**PROBLEM DETAILS**. Transcribe each of the lines below word for word, leaving the pictures out of your answer.

[Records from a pointing dataset]
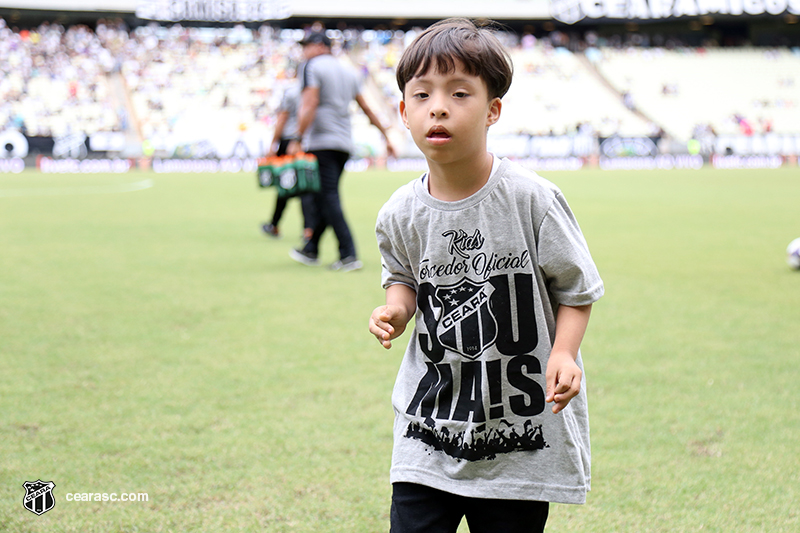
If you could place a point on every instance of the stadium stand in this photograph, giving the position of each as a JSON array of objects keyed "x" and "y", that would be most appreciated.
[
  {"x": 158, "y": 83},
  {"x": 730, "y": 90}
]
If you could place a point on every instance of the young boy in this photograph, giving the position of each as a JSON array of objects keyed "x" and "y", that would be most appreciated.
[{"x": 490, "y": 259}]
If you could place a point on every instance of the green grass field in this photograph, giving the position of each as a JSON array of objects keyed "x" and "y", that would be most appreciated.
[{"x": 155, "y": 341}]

**REPLY TO THE EXERCISE**.
If you could place a point on every instance of the stadium stand in this photograph, giving the position of each as a JSON array of objects keyed "x" and "y", that would be most appreciated.
[
  {"x": 158, "y": 83},
  {"x": 730, "y": 90}
]
If you could place a point on every instance of the young boy in this photograph, giving the position of each as a JSON array of objects keyed "x" and "y", that would be most appreciated.
[{"x": 490, "y": 259}]
If you could place a point on every instance of the green grass field in this photograph, giving the position of each as a JSON array of objects keyed "x" and "y", that would be most appreciated.
[{"x": 155, "y": 341}]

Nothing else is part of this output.